#### THE PROBLEM:
Reproduce the data below line for line, without changing anything.

#### PROVIDED RECORDS:

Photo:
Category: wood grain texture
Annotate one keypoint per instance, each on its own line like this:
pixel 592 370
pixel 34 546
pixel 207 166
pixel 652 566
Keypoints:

#### FULL ANSWER:
Photo:
Category: wood grain texture
Annotate one keypoint per instance, each on its own line like this:
pixel 592 370
pixel 34 546
pixel 207 166
pixel 652 566
Keypoints:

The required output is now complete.